Dataset rows on where objects appear

========================================

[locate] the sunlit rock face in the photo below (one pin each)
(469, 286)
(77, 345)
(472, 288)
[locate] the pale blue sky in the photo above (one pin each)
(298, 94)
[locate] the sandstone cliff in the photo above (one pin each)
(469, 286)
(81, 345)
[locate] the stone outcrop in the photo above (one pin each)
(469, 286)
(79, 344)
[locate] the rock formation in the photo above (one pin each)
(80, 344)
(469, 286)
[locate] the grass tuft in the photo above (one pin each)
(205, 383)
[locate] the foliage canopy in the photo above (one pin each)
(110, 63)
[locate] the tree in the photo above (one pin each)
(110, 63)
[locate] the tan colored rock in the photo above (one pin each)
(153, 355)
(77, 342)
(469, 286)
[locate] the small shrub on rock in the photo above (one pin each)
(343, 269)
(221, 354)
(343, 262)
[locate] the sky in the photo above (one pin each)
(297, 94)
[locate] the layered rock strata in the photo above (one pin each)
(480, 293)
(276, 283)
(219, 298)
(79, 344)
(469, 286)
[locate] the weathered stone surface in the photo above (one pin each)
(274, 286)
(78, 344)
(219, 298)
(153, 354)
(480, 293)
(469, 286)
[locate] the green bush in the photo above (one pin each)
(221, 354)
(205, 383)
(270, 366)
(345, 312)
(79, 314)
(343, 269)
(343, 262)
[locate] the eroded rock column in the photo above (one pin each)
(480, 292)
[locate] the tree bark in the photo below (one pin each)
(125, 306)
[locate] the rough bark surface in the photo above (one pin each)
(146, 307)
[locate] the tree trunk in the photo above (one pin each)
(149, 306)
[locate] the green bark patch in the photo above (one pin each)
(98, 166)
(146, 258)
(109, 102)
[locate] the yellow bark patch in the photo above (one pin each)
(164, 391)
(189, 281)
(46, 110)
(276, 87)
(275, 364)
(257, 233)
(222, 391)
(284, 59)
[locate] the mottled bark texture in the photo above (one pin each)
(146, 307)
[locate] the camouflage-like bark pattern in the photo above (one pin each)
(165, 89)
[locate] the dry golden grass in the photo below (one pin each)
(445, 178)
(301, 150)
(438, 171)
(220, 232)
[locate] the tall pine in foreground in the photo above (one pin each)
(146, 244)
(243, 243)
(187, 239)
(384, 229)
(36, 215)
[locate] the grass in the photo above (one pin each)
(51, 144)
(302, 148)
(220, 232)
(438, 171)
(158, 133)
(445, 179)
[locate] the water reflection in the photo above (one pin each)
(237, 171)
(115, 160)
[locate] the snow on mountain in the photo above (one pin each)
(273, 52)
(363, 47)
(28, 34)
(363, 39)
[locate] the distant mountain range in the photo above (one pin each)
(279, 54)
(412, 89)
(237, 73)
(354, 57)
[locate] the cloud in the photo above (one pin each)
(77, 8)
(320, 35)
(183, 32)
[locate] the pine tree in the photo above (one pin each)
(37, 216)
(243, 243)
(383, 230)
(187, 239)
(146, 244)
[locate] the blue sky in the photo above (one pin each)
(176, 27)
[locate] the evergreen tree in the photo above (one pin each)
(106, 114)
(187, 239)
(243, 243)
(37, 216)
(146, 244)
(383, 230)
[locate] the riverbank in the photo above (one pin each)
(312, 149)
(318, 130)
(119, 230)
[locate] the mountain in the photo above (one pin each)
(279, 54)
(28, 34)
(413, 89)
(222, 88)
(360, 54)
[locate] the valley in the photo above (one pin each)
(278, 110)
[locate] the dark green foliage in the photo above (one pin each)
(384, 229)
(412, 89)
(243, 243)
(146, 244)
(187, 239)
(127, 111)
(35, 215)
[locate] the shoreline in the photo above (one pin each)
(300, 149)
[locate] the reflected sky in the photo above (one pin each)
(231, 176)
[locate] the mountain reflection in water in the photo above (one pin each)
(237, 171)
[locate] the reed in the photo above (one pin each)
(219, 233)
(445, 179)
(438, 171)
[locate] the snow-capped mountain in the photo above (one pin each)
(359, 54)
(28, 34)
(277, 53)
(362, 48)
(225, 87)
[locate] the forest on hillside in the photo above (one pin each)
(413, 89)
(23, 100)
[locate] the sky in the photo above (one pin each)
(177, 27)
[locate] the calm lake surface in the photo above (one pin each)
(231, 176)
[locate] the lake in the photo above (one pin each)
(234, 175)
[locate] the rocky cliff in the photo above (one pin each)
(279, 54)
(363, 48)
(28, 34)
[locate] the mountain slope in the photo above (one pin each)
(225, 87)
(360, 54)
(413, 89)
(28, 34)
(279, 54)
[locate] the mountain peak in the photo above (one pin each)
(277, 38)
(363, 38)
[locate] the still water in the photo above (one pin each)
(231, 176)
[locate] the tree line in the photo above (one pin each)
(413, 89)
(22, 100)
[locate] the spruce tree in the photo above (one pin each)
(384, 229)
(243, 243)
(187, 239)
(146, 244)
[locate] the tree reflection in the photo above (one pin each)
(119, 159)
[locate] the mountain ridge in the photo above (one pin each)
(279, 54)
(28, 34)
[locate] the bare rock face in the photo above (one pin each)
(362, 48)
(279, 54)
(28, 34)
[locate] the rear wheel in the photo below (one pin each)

========================================

INSTRUCTIONS FOR THE TASK
Repeat the material above in full, quoting it exactly.

RESULT OF THE EXERCISE
[locate] the sunlit rock face in the photo below (one pin each)
(469, 286)
(77, 345)
(472, 288)
[locate] the pale blue sky in the photo above (one pin each)
(298, 94)
[locate] the sandstone cliff in the photo above (one pin each)
(469, 286)
(81, 345)
[locate] the stone outcrop in the photo above (one pin each)
(469, 286)
(79, 344)
[locate] the rock formation in the photo above (one pin each)
(80, 344)
(469, 286)
[locate] the grass tuft in the photo above (one pin each)
(205, 383)
[locate] the foliage canopy in the photo above (one pin each)
(110, 63)
[locate] the tree in the photo above (one pin each)
(110, 63)
[locate] the tan colored rock in the photo above (one pin each)
(153, 355)
(77, 342)
(469, 286)
[locate] the small shrub on rock in the photo above (one pin each)
(343, 269)
(221, 354)
(343, 262)
[locate] the sky in the photo above (one pin each)
(297, 94)
[locate] the layered rock strata in the photo above (one pin each)
(480, 293)
(276, 283)
(219, 298)
(79, 344)
(469, 286)
[locate] the weathered stone surface in the photo above (one pin each)
(274, 286)
(78, 344)
(219, 298)
(153, 354)
(480, 293)
(469, 286)
[locate] the green bush in the photo above (one pin each)
(221, 354)
(205, 383)
(270, 366)
(345, 312)
(79, 314)
(343, 269)
(343, 262)
[locate] the eroded rock column in the photo above (one pin each)
(480, 292)
[locate] the tree bark in the photo below (one pin each)
(125, 306)
[locate] the rough bark surface in the photo above (one pin each)
(146, 307)
[locate] the tree trunk in the photo above (one pin each)
(149, 306)
[locate] the green bark patch in the photo above (one pin each)
(98, 166)
(146, 258)
(109, 102)
[locate] the yellow bark patch in the photo above (one pin each)
(164, 391)
(189, 281)
(46, 110)
(276, 87)
(275, 364)
(257, 233)
(222, 391)
(284, 59)
[locate] the mottled bark texture in the photo above (one pin each)
(146, 307)
[locate] the camouflage-like bark pattern in the photo above (one pin each)
(165, 89)
[locate] the dry golden grass in the photo below (one pin each)
(445, 178)
(301, 150)
(438, 171)
(220, 232)
[locate] the tall pine in foreground in the photo above (one pin each)
(146, 244)
(243, 243)
(187, 239)
(384, 229)
(36, 215)
[locate] the grass in the photo above (one pin each)
(51, 144)
(302, 148)
(220, 232)
(438, 171)
(158, 133)
(445, 179)
[locate] the water reflection in the photo above (one pin each)
(237, 171)
(115, 160)
[locate] the snow on mountain in the photo above (one pin each)
(273, 52)
(363, 47)
(28, 34)
(363, 39)
[locate] the distant mountain range in the photo above (one pin each)
(279, 54)
(412, 89)
(237, 73)
(354, 57)
[locate] the cloud in the photo above (one pin each)
(77, 8)
(320, 35)
(183, 32)
[locate] the pine tree in the photo above (one pin each)
(37, 216)
(243, 243)
(383, 230)
(187, 239)
(146, 244)
[locate] the blue sky in the photo above (one pin each)
(176, 27)
[locate] the evergreen tree in the photo above (one pin each)
(106, 114)
(187, 239)
(243, 243)
(37, 216)
(146, 244)
(383, 230)
[locate] the riverbank in the photo above (one pin each)
(312, 149)
(318, 130)
(119, 230)
[locate] the mountain in the photo above (one pin each)
(279, 54)
(28, 34)
(413, 89)
(222, 88)
(360, 54)
[locate] the valley in the photo above (one pin each)
(278, 110)
[locate] the dark green foliage in the photo above (one pin each)
(384, 229)
(412, 89)
(243, 243)
(146, 244)
(187, 239)
(127, 111)
(35, 215)
[locate] the shoreline in the photo above (one pin each)
(300, 149)
[locate] the reflected sky in the photo above (one pin each)
(231, 176)
[locate] the mountain reflection in water in the photo above (one pin each)
(237, 171)
[locate] the reed in the photo above (one pin each)
(219, 233)
(445, 179)
(438, 171)
[locate] the snow-capped mountain in the photo above (one pin each)
(359, 54)
(28, 34)
(277, 53)
(362, 48)
(225, 87)
[locate] the forest on hillside in the photo above (one pin each)
(413, 89)
(23, 100)
[locate] the sky in the photo above (one pin each)
(177, 27)
[locate] the calm lake surface in the photo above (one pin each)
(231, 176)
[locate] the lake in the photo above (one pin each)
(234, 175)
[locate] the rocky cliff in the photo above (one pin each)
(279, 54)
(363, 48)
(28, 34)
[locate] the mountain slope in the photo above (one pin each)
(225, 87)
(360, 54)
(413, 89)
(28, 34)
(279, 54)
[locate] the mountain peak in the photo above (one pin each)
(277, 38)
(363, 38)
[locate] the still water in the photo above (one pin each)
(231, 176)
[locate] the tree line in the photo above (one pin each)
(413, 89)
(22, 100)
[locate] the spruce tree in the photo above (one pin each)
(384, 229)
(243, 243)
(187, 239)
(146, 244)
[locate] the tree reflection in the photo above (one pin each)
(119, 159)
[locate] the mountain ridge in the photo above (one pin each)
(279, 54)
(28, 34)
[locate] the bare rock face in the photo above (one pin each)
(362, 48)
(279, 54)
(28, 34)
[locate] the rear wheel in the photo below (one pin each)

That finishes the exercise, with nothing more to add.